*** TEXT UNDER STUDY ***

Bette Pierman of Michigan Safe Energy Future--South Haven Chapter has submitted comments that can be used as a model.
Farouk D. Baxter, PE, an expert/specialist in nuclear power plant electrical systems based in Sudbury, MA, has also submitted comments, regarding Fermi 3 transmission corridor and other electrical systems problems, that can also be used as a model.
Citizen Ron Lankford of South Rockwood has expressed concerns about Fermi 3's impacts on the Great Lakes.

*** ENTRIES SHOWN ***

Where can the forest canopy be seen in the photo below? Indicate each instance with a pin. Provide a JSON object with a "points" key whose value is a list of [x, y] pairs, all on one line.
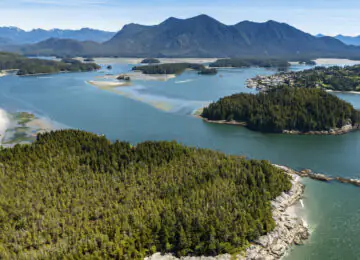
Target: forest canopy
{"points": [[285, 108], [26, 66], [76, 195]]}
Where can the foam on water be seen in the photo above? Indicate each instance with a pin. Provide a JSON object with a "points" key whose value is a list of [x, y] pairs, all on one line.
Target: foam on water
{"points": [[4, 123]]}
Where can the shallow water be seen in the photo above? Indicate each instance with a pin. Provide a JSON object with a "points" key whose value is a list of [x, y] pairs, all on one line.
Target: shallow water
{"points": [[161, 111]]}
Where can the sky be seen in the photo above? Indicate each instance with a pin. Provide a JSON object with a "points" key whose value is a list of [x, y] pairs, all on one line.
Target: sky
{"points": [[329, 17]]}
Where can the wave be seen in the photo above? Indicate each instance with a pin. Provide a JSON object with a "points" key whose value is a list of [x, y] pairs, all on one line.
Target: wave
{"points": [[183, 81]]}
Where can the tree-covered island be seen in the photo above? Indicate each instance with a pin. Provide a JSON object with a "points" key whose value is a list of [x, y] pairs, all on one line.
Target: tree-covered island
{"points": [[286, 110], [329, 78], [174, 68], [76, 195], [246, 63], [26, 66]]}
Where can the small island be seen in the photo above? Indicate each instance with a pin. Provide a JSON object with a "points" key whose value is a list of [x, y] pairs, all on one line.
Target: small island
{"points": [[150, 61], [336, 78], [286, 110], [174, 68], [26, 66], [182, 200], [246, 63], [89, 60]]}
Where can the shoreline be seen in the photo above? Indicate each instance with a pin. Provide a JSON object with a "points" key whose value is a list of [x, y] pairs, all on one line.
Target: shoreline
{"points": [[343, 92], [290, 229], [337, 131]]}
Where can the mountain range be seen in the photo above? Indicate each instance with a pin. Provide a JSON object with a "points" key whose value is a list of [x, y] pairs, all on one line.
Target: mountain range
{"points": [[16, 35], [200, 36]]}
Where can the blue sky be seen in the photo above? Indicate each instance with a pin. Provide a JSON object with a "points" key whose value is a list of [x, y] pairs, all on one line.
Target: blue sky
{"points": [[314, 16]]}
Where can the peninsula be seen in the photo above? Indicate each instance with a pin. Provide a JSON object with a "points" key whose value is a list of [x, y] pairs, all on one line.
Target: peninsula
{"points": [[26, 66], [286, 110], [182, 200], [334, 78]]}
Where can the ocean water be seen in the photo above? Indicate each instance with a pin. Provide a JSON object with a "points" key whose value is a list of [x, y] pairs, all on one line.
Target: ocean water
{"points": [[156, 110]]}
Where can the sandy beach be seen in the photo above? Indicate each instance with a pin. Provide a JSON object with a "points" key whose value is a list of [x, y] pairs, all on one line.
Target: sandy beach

***
*** ENTRIES SHOWN ***

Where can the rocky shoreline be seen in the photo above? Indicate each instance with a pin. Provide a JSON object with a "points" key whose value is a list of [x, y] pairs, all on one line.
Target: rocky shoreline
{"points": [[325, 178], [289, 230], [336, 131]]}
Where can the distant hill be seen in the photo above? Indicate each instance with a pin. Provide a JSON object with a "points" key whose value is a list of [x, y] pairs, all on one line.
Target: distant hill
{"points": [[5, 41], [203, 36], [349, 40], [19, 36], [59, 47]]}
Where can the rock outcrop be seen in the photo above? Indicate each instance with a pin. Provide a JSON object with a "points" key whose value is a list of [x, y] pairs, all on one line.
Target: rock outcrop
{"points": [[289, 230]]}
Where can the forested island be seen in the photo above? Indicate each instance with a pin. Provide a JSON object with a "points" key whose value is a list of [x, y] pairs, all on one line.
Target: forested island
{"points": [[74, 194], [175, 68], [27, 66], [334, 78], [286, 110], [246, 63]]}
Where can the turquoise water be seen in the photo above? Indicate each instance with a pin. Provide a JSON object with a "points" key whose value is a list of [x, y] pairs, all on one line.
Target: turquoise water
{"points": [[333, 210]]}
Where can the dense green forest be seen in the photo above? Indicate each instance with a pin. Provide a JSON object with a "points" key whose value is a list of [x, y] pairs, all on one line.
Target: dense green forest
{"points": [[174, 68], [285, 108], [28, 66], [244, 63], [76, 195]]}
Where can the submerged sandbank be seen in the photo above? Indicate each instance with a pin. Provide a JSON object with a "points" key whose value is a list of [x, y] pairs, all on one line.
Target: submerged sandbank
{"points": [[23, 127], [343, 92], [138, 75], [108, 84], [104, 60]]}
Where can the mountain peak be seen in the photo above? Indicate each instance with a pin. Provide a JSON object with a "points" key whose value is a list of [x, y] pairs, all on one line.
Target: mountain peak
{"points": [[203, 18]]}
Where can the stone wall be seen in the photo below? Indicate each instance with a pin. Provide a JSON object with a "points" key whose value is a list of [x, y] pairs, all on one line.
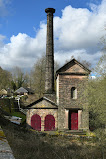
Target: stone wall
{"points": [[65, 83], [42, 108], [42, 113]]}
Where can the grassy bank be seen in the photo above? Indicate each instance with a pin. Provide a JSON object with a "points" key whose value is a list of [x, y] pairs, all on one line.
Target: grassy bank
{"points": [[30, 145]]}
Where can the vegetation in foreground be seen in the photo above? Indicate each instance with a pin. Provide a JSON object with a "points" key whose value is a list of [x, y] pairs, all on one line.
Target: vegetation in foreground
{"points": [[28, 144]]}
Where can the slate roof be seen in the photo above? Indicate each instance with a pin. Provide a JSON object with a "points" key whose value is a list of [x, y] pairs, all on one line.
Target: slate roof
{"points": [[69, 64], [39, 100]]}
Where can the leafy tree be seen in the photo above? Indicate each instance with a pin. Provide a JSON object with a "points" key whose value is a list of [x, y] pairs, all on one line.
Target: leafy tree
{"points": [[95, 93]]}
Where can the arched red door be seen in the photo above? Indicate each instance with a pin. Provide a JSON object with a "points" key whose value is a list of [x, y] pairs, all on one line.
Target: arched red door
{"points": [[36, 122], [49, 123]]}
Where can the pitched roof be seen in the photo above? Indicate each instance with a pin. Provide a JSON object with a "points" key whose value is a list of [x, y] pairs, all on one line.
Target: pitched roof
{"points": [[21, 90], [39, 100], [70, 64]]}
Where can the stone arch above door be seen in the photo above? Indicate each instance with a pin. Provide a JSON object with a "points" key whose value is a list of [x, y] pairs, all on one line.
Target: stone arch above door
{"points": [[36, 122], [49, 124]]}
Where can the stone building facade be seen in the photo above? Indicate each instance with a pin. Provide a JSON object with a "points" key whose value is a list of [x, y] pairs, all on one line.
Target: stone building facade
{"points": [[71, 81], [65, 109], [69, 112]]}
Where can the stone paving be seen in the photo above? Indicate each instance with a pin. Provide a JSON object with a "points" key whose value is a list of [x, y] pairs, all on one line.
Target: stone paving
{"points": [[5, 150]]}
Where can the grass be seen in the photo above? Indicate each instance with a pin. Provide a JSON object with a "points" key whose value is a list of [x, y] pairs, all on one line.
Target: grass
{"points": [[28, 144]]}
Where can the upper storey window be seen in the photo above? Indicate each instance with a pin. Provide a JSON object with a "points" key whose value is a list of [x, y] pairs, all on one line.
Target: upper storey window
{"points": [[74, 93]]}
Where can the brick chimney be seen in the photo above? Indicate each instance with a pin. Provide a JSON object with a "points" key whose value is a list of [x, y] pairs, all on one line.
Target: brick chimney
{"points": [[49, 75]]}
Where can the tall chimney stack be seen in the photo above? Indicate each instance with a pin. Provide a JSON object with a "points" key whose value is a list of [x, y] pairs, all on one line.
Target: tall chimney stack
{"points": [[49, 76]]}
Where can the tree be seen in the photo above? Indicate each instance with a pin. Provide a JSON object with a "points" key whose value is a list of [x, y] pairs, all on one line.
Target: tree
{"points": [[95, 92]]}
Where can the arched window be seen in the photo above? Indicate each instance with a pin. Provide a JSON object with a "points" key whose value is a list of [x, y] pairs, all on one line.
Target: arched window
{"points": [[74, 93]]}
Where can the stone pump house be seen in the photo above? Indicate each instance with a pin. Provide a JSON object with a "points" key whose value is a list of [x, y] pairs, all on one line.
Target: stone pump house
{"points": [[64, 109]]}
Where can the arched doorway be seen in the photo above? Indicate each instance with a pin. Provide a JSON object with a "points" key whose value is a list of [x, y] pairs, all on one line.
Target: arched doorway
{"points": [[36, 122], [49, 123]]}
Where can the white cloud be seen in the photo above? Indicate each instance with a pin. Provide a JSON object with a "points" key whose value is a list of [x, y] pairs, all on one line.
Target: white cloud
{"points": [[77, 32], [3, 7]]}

***
*** ENTRIES SHOWN ***

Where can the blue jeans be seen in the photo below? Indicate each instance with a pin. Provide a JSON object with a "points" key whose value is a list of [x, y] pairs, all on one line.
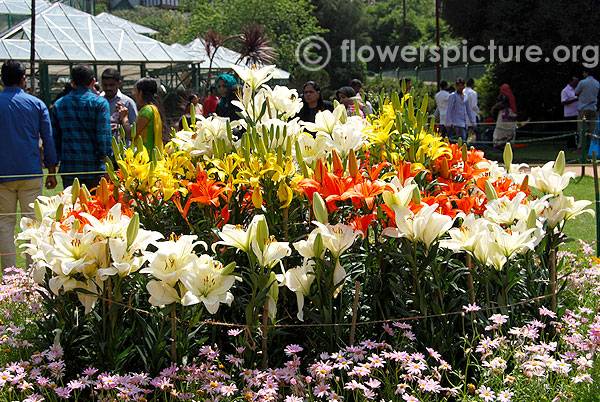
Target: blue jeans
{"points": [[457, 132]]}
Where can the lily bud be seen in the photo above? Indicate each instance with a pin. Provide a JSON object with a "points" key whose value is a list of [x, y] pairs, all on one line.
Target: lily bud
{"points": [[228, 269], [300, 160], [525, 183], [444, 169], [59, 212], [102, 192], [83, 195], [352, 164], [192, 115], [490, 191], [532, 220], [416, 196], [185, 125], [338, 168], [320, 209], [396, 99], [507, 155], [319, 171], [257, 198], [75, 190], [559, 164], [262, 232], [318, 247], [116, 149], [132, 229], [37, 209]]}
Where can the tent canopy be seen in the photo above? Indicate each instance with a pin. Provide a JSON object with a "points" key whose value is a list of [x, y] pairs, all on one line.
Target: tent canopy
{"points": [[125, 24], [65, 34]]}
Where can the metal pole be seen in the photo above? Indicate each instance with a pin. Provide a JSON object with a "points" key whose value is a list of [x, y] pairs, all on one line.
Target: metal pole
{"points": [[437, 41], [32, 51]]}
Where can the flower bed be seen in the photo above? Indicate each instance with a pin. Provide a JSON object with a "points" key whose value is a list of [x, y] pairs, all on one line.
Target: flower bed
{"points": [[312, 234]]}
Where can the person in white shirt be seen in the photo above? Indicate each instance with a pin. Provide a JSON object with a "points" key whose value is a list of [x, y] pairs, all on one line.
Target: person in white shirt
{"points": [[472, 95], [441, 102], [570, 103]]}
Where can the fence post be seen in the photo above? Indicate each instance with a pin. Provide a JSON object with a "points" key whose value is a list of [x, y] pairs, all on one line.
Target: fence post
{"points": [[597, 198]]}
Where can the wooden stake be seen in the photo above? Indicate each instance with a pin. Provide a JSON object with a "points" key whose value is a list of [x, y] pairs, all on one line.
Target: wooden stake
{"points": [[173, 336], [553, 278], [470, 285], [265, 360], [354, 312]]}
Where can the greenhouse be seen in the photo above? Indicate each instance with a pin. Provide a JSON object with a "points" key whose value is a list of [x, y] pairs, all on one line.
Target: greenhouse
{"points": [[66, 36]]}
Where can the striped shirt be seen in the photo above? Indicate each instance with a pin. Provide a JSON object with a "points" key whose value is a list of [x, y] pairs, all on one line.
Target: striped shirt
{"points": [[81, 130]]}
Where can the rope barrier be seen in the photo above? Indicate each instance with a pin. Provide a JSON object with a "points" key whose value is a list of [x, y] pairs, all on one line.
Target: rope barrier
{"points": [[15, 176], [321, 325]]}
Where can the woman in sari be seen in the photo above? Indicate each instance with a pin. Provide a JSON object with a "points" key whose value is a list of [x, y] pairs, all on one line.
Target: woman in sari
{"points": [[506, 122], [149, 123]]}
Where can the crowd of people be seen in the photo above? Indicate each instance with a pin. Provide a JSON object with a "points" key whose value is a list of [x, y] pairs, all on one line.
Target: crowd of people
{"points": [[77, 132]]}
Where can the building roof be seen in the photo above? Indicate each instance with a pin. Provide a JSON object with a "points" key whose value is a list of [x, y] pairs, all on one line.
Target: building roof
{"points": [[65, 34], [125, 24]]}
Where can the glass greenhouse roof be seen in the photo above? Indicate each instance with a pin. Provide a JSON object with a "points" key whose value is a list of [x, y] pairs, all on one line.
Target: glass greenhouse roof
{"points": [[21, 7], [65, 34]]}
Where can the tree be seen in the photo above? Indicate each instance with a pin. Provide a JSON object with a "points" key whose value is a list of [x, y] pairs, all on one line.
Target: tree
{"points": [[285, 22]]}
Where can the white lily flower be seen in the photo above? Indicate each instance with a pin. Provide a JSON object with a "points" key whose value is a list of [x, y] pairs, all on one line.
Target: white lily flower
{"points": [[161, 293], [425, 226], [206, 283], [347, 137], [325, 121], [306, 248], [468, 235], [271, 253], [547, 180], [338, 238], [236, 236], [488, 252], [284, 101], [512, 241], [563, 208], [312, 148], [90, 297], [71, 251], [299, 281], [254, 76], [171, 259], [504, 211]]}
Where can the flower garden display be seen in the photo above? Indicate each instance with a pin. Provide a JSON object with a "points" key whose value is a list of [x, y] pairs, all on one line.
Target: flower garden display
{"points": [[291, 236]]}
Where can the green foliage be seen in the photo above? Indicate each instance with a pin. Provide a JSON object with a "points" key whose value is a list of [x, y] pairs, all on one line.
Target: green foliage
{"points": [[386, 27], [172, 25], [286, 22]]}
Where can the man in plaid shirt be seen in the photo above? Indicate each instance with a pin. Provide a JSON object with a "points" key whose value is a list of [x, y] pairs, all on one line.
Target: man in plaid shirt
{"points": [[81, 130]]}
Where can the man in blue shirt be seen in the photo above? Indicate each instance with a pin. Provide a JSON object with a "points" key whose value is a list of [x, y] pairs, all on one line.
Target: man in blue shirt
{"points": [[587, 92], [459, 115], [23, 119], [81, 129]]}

***

> _WHAT TO WORK ON_
Reproduce verbatim the passage on Fermi 3 comments, from "Farouk D. Baxter, PE, an" up to and including "the Great Lakes.". The entries are separate from the passage on Fermi 3 comments and have no connection to it.

> _FINISHED TASK_
Farouk D. Baxter, PE, an expert/specialist in nuclear power plant electrical systems based in Sudbury, MA, has also submitted comments, regarding Fermi 3 transmission corridor and other electrical systems problems, that can also be used as a model.
Citizen Ron Lankford of South Rockwood has expressed concerns about Fermi 3's impacts on the Great Lakes.